SUPPLIED TEXT ▸
Quote from: elmer on 03/21/2016, 11:45 AMAnyway, I think that I got the "stack-problem" in GCC 4.7.4 fixed late last-night. Now it needs some more testing to make sure that I wasn't hallucinating.
The good news ... "yes", that "stack problem" seems to be fixed!  :D

And with-a-few-more-changes, newlib is now actually linking into a test-app, and newlib's "strlen" is working.

With yet-more-changes, "sprintf" is actually compiled and linked into the test-app.

The bad news ... that's shown-up the next bug in the compiler, "varargs" are not working.  #-o

Oh well ... onto the next piece of nasty debugging.  ](*,)


Quote from: OldRover on 03/21/2016, 01:59 PMI did finally get ADPCM playback working, and how. It's not trivial to explain how it works, but I will probably write up a quick tutorial on it at some point, as well as other things I've managed to get working on the end-user side of the struggle.
Great! Any documentation that you can do would be extremely helpful.

OldRover

OK sooooo.... ADPCM. This turned out easier than I thought... I was just doing a few things wrong, which can happen when you code for so long without resting.

eris_king_set_kram_pages(0, 0, 0, 0);The last value is the ADPCM KRAM page. I leave it at 0. You can put it at 1, which means you have to set bit 31 when you load a sample into KRAM.

DATA RECORDS ▸

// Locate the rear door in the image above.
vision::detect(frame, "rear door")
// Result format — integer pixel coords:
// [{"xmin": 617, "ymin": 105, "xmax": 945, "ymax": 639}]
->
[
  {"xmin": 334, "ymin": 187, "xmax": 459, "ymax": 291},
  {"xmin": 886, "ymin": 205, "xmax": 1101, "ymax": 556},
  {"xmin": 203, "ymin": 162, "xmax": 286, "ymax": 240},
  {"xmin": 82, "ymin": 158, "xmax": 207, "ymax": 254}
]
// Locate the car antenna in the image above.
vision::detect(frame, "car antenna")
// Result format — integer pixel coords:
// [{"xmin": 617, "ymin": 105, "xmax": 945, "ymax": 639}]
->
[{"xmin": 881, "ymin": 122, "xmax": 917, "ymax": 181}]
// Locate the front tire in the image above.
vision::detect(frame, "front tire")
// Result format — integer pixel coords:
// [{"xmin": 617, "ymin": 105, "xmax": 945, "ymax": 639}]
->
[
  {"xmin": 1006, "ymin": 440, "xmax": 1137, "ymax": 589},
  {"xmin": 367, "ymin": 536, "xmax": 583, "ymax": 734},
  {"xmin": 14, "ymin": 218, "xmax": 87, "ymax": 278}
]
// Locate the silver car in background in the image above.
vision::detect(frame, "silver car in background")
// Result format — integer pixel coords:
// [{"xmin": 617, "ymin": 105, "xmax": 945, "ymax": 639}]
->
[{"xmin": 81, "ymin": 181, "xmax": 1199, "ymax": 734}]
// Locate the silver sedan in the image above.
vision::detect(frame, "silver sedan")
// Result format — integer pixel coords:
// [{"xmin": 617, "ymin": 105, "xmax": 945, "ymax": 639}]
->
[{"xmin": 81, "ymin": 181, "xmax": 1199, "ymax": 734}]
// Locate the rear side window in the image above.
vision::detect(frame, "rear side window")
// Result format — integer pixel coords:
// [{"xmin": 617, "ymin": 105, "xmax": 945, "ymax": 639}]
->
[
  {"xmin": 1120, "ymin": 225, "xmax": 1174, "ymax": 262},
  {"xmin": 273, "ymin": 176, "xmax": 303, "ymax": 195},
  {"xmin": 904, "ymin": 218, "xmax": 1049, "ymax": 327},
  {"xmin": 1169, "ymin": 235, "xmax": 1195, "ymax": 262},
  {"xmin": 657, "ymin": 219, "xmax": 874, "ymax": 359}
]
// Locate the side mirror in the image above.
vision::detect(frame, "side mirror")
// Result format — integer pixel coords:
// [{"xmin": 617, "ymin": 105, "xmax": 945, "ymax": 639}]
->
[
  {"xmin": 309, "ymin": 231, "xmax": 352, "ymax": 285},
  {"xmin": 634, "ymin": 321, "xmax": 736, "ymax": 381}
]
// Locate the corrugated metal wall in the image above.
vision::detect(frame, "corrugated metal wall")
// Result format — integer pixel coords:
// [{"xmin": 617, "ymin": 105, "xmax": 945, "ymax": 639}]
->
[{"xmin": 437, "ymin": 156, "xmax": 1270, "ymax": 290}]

THE TASKS ▸
1 - Do these statements agree with the forum thread on GCC and ADPCM? Answer yes or no for each, quoting the deciding words of the thread.
(a) Newlib's "strlen" works in the test-app.
(b) Varargs work in the compiler.
(c) OldRover leaves the ADPCM KRAM page at 1.
2 - Go on with the forum thread on GCC and ADPCM from the point where it stops.
The records aren't used here.

ANSWERS IN ORDER ▸
1 -
(a) Yes: "newlib's "strlen" is working."
(b) No: "the next bug in the compiler, "varargs" are not working."
(c) No: "The last value is the ADPCM KRAM page. I leave it at 0."

2 -
out8(0x120,1);Bits 0 and 1 set the sample rate. I set this to 1 for 16kHz. 0 is 32kHz, 2 is 8kHz and 3 is 4kHz. Bits 2 and 3 set linear interpolation for channels 0 and 1, respectively. Bits 4 and 5 reset channels 0 and 1 respectively. I left them all alone for now. Experiment at your own leisure.

out8(0x122,0x3F);
out8(0x124,0x3F);
out8(0x126,0x3F);
out8(0x128,0x3F);
Set the left/right volumes of channel 0 and 1 to max (range is 0x0 - 0x3F). liberis has a function for this but as you've noticed, I'm avoiding liberis functions for now and just using the ports directly... I know the ports work, not so much the functions. :)

out16(0x600,0x51);
out16(0x604,0);
out16(0x600,0x52);
out16(0x604,0);
Port 0x600, when written, is Register Select on the KING. For this, I'm first telling KING to select register 0x51, which is the channel control for ADPCM channel 0. Bit 0 is the buffer select (0 for sequential and 1 for ring), bit 1 enables end interrupt and bit 2 enables intermediate interrupt. I'm not 100% sure exactly how the interrupts work just yet so I leave them alone for now. Anyway, writing to 0x604 after selecting a register configures that register with the data you send it. Register 0x52 will configure ADPCM channel 1.

That's pretty much it for getting ADPCM set up. To actually play a sample, you have to do a few things.

out16(0x600,0x58);0x58 is the ADPCM channel 1 start address. This is going to tell KING where to get the ADPCM data from. ADPCM data is kept in normal KRAM. Using 0x5C instead of 0x58 does the same for channel 1.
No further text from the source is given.